_Exercise instructions_:
Below are lines of data; restate word for word those running from the line containing "Query: wooden table" to the line containing "the tv screen", inclusive, and no others.
____
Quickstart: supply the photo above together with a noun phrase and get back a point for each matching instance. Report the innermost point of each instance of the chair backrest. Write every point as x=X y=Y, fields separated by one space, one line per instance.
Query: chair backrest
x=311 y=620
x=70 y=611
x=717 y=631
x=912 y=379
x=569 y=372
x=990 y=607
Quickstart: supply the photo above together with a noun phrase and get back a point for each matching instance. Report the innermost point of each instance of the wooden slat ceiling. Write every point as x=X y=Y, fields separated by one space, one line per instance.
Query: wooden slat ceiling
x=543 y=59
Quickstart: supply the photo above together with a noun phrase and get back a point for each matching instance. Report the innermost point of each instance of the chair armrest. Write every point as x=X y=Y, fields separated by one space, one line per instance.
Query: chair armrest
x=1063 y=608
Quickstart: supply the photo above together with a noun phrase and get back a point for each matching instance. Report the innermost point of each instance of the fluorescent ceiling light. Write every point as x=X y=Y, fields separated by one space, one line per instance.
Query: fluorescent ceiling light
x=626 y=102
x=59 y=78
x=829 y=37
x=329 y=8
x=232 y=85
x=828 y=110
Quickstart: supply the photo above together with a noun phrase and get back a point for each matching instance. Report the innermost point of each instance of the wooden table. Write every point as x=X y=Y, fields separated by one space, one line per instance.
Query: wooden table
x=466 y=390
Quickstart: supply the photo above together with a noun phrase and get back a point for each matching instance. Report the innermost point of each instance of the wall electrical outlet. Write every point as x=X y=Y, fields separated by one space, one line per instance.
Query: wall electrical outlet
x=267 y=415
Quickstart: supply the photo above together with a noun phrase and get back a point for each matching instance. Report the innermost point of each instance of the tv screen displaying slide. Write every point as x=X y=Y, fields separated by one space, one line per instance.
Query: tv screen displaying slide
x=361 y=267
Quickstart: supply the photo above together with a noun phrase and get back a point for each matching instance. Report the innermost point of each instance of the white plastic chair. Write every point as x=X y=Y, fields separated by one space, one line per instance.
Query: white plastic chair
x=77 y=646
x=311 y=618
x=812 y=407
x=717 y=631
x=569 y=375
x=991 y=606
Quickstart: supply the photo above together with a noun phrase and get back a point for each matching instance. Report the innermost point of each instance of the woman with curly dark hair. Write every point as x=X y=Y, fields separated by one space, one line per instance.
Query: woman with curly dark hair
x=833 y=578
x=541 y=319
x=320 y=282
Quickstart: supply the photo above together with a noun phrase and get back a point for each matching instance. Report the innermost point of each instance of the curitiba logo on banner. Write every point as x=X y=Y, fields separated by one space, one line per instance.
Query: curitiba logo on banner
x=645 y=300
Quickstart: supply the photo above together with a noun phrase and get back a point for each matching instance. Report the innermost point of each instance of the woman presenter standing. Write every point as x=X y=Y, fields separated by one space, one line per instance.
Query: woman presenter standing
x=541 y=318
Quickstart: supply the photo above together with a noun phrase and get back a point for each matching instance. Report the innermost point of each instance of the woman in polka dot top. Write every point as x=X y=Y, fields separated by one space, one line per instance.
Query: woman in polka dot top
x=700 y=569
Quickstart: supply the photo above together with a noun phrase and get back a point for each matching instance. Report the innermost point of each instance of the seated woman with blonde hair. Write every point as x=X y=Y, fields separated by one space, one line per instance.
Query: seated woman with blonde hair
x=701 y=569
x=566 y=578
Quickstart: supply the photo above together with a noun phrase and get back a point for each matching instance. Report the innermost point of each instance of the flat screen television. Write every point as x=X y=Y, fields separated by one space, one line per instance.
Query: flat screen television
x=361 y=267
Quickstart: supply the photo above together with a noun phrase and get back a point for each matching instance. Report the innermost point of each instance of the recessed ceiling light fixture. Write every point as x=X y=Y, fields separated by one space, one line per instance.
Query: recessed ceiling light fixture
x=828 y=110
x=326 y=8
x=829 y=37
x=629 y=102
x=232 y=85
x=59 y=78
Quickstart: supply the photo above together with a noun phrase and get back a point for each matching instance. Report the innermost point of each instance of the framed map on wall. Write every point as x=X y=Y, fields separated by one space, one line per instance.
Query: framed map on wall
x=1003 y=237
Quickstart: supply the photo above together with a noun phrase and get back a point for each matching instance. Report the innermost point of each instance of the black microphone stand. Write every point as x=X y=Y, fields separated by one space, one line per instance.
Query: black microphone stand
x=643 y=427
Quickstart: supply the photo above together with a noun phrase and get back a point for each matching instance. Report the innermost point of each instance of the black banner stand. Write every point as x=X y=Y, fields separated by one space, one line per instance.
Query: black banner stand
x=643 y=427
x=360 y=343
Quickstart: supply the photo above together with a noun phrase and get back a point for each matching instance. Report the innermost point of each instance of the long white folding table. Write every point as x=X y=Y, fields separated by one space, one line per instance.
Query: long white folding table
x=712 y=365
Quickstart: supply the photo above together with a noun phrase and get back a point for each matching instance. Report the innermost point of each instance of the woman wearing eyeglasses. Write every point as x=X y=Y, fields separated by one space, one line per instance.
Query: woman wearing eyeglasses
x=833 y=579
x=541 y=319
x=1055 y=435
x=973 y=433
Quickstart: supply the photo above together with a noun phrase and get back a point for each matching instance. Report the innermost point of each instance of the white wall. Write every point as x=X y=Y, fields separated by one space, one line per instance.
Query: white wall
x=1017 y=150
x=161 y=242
____
_Solved exercise_:
Query: wooden table
x=466 y=390
Quickstart: supply the photo above together with a noun phrase and get back a point for each matching instance. Report the innermost point of each instance of the wall electrical outlet. Write every point as x=X y=Y, fields separated by one space, one line per instance.
Query: wall electrical outlet
x=267 y=415
Quickstart: supply the photo above together with a noun phrase and get back a point for each matching instance. Report the innermost point of each instance of the tv screen displaying slide. Write every point as x=X y=Y, fields separated by one space, one line per instance.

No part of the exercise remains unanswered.